**Excerpt provided:**
*-*-*

Representative microphotographs of immunofluorescence staining are shown in Fig. 4B. Consistent with the lack of motility in the wound-healing assay, SiHa cells did not show any alterations in the expression of EMT markers at 24 h (supplemental Fig. 3B). SiHa cells have been reported to undergo EMT in response to TGF-ß (43). We examined the ability of these cells to undergo EMT over a longer duration in the wound response assay and found that only at 40 h, the cells at the wound edge show downregulation of plakoglobin and upregulation of fibronectin (supplemental Fig. 3B). Thus, the expression of Jagged1 and Delta1 correlated with the rapid induction of EMT in HaCaT and in two cervical tumor-derived cell lines. However, our analysis of human cervical tumor-derived lines is fairly limited and an examination of a larger panel of human cervical tumor derive lines would be instructive. These results also extend the oncogenic phenotypes that are mediated by PI3K in the context of Notch signaling in transformed human epithelial cells.

The canonical Notch signaling pathway involves ligand-receptor interactions, followed by successive proteolytic cleavages of Notch1 resulting in release of the intracellular domain of the receptor. This part of the receptor translocates to nucleus, binds and converts the transcription factor CBF1;Su(H);Lag-1 (CSL) from a repressor to transcriptional activator and regulate target genes (2). Studies based on Notch mutants that lack the key CSL-interacting domains have revealed contradictory results on the necessity of this signaling pathway in Notch-mediated transformation (4, 11, 17). We assessed the requirement of CSL-dependent Notch pathway in the generation of oncogenic functions like the induction of EMT and anoikis resistance.

*-*-*

**Source material:**
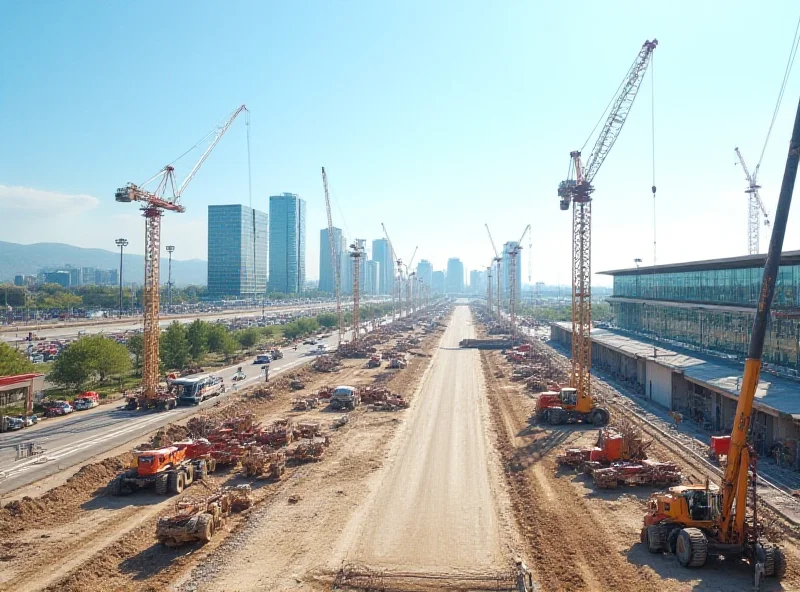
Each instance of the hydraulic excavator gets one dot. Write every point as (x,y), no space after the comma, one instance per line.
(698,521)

*-*-*

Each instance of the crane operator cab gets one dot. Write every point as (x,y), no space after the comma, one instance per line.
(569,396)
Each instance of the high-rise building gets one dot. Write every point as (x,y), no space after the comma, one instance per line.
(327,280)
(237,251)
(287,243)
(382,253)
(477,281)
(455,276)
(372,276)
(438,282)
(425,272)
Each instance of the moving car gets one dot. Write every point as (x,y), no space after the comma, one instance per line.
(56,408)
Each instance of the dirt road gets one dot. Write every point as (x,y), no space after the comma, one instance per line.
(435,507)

*-*-*

**Task directions:**
Copy out the part of the Notch signaling excerpt that starts with "The canonical Notch" and goes on through "and anoikis resistance.".

**Solution below:**
The canonical Notch signaling pathway involves ligand-receptor interactions, followed by successive proteolytic cleavages of Notch1 resulting in release of the intracellular domain of the receptor. This part of the receptor translocates to nucleus, binds and converts the transcription factor CBF1;Su(H);Lag-1 (CSL) from a repressor to transcriptional activator and regulate target genes (2). Studies based on Notch mutants that lack the key CSL-interacting domains have revealed contradictory results on the necessity of this signaling pathway in Notch-mediated transformation (4, 11, 17). We assessed the requirement of CSL-dependent Notch pathway in the generation of oncogenic functions like the induction of EMT and anoikis resistance.